### Work to do:
Count the lines in the material below that contain the string "dark", with case counting, and give only that number.

### Dataset records on where objects are located:

————

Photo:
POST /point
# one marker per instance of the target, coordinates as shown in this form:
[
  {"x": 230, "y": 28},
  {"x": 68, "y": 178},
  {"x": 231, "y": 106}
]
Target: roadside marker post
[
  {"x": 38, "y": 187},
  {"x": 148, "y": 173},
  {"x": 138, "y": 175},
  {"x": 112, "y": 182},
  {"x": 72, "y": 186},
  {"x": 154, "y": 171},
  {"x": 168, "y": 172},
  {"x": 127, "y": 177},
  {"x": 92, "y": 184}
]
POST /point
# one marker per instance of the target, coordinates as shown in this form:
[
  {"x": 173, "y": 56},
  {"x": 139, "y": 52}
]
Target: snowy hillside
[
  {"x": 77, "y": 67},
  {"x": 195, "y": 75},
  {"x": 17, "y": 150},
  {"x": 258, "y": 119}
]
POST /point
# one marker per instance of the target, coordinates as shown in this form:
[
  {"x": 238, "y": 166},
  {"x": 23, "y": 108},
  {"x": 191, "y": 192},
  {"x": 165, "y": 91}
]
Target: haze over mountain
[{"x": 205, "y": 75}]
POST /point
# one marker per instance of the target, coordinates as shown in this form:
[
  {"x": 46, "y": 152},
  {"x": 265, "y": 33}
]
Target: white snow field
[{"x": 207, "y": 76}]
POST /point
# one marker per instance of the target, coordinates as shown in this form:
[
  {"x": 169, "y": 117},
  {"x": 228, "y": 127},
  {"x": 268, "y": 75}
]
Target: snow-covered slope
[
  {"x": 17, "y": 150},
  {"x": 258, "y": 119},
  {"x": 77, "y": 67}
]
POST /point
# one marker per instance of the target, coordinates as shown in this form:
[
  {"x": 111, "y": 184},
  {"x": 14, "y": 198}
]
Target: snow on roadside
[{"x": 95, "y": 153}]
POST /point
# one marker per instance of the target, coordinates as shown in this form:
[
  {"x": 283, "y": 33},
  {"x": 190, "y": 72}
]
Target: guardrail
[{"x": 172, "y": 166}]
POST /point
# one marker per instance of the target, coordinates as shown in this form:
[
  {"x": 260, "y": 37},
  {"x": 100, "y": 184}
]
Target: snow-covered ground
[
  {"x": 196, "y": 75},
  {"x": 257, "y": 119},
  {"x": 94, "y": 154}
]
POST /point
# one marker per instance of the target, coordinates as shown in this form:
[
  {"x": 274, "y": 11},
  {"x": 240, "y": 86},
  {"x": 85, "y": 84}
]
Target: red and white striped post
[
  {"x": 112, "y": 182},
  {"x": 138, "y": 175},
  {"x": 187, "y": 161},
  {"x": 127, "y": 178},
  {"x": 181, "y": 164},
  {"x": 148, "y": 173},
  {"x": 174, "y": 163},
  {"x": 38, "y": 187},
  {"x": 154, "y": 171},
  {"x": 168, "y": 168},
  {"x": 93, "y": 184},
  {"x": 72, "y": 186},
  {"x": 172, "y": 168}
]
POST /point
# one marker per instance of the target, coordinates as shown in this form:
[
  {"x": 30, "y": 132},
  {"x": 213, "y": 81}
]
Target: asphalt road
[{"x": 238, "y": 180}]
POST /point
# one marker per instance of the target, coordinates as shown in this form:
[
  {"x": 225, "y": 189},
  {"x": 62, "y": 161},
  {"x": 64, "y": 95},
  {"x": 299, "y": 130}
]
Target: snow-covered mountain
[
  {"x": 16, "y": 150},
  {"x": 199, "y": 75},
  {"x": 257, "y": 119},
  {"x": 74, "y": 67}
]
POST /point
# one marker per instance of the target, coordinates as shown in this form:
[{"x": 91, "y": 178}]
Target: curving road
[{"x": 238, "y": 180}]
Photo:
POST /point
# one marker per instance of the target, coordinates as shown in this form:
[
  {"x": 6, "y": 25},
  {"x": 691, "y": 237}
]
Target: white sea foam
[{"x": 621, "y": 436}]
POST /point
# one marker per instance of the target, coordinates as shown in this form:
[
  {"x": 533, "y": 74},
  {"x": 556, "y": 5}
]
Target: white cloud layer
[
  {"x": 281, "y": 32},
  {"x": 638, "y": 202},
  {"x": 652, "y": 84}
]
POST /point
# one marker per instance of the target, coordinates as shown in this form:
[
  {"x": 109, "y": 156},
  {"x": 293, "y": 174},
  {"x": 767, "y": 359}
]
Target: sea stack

————

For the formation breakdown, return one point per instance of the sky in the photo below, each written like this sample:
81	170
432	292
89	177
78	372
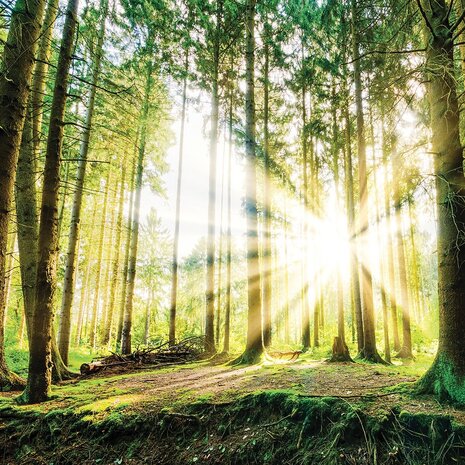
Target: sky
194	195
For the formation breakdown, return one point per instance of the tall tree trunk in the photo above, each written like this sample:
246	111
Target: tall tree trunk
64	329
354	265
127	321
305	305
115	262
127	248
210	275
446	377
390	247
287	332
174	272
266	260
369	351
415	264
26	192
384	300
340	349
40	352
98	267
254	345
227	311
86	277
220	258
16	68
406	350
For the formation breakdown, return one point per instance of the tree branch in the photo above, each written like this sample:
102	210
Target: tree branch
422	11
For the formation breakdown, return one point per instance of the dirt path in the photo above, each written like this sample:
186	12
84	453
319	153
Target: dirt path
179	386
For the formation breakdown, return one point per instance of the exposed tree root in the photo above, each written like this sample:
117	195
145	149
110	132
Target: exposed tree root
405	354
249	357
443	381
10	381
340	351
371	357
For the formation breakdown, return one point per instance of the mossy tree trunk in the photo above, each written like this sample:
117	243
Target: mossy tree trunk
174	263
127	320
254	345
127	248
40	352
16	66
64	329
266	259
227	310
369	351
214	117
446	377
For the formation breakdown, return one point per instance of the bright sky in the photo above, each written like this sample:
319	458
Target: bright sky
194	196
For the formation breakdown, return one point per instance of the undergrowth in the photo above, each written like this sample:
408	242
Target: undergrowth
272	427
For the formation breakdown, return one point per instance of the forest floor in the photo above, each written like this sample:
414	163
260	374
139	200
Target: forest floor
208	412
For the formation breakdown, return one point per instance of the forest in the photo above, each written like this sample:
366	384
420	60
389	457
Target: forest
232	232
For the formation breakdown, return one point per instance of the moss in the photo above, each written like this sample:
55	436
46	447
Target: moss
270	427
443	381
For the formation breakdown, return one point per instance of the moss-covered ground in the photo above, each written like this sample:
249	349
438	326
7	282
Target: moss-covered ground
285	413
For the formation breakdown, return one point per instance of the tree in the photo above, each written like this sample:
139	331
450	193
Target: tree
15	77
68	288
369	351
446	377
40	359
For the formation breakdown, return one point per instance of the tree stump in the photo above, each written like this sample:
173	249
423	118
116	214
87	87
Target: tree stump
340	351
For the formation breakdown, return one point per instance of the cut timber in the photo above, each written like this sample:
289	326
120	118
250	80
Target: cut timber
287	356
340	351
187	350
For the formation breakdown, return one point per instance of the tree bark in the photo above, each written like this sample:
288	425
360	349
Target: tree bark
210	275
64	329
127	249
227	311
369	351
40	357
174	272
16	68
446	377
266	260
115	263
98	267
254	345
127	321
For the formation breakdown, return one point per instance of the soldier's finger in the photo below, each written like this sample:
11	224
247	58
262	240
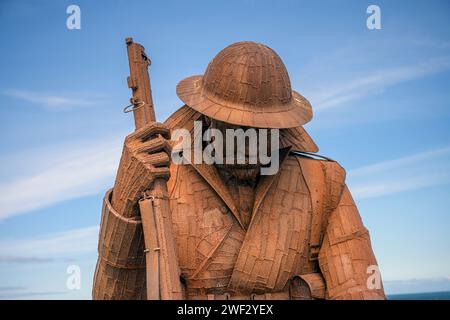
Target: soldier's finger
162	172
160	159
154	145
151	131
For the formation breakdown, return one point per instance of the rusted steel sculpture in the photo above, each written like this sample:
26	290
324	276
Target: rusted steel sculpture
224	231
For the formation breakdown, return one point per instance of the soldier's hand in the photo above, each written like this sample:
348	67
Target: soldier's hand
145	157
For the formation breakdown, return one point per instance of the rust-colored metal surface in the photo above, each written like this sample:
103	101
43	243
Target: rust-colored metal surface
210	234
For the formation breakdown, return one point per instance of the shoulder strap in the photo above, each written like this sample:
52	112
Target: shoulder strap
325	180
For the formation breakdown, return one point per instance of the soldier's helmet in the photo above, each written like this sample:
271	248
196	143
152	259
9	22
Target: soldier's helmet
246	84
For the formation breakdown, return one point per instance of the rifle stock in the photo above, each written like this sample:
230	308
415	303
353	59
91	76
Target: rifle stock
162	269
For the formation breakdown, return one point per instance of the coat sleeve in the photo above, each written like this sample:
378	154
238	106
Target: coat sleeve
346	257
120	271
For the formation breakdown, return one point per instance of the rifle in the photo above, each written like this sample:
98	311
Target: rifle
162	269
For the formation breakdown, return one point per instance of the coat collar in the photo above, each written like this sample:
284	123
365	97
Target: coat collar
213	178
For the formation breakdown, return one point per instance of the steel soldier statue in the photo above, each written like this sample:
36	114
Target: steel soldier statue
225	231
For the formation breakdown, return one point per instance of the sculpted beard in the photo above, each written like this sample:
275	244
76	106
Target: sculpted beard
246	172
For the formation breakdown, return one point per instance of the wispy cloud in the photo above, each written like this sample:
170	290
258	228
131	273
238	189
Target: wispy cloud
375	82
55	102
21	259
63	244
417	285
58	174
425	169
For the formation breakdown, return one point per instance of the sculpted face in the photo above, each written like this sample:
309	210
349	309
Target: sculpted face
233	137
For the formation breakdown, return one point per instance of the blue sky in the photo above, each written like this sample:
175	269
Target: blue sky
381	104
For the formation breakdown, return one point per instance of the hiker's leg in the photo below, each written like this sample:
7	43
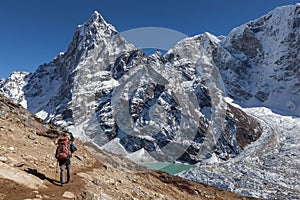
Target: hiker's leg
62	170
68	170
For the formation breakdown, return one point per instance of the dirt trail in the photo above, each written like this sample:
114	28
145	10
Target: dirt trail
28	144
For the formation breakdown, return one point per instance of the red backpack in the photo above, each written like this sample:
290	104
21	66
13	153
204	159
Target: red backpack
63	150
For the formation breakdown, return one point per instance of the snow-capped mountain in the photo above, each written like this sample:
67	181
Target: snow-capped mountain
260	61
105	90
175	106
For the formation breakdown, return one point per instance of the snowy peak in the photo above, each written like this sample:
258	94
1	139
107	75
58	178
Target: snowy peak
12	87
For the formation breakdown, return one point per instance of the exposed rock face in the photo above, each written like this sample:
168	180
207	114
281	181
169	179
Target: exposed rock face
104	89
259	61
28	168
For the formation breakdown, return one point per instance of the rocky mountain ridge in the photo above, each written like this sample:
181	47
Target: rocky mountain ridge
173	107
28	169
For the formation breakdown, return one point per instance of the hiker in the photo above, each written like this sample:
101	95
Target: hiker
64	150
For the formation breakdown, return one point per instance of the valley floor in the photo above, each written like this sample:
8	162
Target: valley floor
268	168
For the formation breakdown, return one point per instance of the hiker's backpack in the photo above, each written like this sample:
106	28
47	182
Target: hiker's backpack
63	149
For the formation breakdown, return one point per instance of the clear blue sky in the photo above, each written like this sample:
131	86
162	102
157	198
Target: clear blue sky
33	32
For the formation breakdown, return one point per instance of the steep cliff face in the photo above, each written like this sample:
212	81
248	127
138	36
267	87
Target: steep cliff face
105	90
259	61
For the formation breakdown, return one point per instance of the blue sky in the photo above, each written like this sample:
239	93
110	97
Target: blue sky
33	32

————

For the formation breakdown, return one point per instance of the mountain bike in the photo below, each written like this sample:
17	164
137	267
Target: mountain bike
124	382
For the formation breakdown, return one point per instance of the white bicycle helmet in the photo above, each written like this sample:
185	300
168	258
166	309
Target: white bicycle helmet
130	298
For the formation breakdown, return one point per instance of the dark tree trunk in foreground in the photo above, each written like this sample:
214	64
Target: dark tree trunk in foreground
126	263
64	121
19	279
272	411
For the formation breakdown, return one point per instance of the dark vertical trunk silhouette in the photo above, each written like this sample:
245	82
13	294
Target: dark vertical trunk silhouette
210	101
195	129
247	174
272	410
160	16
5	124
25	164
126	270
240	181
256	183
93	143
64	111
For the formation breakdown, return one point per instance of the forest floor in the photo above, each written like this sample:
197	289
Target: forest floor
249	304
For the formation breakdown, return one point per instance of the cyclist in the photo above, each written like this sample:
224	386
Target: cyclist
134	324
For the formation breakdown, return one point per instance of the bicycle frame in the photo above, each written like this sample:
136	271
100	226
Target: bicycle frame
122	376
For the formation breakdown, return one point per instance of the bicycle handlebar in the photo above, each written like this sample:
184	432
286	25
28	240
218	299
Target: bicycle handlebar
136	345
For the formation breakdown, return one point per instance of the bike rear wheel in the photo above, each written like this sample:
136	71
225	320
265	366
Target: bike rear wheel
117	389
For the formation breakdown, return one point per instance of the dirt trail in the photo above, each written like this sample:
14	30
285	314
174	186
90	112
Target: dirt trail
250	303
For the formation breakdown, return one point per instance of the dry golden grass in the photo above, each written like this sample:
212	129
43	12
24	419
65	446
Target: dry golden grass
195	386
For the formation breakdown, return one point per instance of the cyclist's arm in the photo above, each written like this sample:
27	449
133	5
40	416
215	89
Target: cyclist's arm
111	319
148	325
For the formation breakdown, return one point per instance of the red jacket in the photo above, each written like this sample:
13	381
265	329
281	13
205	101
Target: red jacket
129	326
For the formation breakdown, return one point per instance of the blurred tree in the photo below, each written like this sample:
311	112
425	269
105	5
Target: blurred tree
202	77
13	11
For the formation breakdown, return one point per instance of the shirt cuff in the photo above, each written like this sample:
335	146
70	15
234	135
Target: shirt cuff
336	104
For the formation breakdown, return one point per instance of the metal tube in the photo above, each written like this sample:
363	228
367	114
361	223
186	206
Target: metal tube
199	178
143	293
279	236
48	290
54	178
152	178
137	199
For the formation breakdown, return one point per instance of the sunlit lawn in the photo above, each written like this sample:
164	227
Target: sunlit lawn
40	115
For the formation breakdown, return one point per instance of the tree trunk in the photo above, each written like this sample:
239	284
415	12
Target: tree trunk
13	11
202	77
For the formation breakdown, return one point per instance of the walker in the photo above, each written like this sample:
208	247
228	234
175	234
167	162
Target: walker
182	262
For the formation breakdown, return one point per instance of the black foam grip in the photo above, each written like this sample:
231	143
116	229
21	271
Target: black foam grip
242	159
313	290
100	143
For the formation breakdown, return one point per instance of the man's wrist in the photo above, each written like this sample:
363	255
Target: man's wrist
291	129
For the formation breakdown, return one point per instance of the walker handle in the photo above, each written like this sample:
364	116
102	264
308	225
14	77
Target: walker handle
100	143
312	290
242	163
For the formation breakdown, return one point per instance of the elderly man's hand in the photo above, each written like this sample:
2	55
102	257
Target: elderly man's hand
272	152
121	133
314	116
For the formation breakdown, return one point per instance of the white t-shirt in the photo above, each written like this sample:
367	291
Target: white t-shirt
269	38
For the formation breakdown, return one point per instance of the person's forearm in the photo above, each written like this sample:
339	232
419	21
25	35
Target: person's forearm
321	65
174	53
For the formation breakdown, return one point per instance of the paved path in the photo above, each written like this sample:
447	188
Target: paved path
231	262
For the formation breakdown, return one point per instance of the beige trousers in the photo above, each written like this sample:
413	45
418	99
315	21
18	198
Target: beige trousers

————

### Complete response:
4